## WHAT IS ASKED
Gather every line below that contains the string "provided" and copy each of those lines in full.

# START OF DATA RECORDS

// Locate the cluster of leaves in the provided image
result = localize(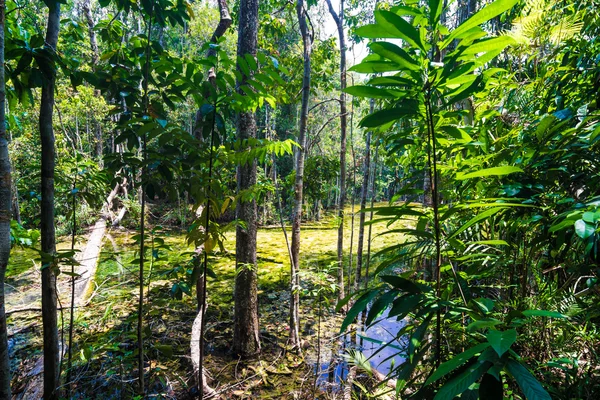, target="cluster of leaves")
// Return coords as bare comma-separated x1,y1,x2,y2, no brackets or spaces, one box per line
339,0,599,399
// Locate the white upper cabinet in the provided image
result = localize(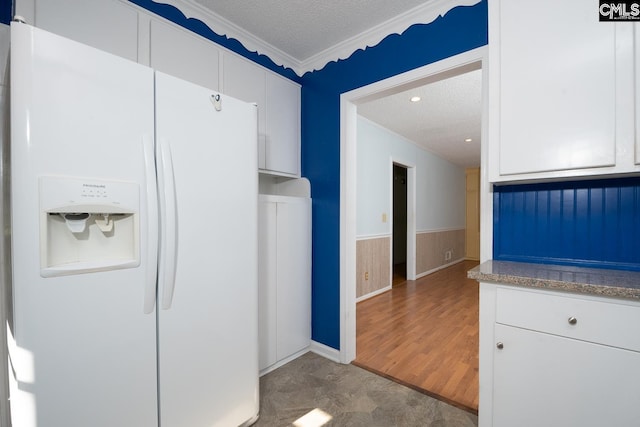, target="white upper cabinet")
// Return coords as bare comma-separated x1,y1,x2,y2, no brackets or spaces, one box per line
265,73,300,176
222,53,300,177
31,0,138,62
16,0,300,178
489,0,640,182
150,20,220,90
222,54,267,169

# END OF DATA RECORDS
# START OF DATA RECORDS

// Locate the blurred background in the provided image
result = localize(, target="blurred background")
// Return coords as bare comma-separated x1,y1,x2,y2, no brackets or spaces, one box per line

# END OF DATA RECORDS

## THE RESPONSE
// Locate the cluster of leaves in the provided image
// Locate the white upper cabinet in the provided image
// Locate the blurred background in the provided image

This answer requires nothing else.